(Records from a collection)
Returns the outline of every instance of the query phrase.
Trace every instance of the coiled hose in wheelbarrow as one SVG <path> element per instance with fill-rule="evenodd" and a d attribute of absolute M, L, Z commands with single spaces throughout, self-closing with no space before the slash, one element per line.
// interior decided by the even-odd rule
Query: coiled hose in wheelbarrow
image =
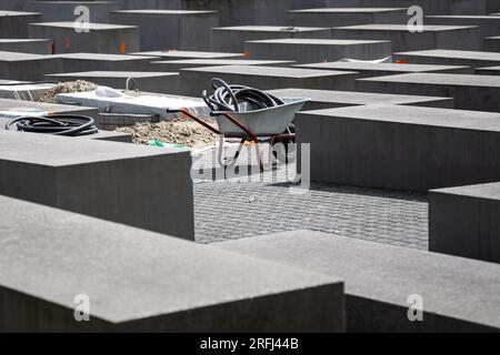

_What the task asks_
Repeat the listing above exactly, with no pictures.

_Final result_
Returns the outline of every instance of the query phrase.
Trace every instance of the coiled hose in wheelbarrow as one SVG <path> element per instance with fill-rule="evenodd" and a d attribute of absolute M, L, Z commands with single spaces throughout, self-closing with no space before the slash, one element per line.
// interior decided by the even-odd rule
Query: coiled hose in wheelbarrow
image =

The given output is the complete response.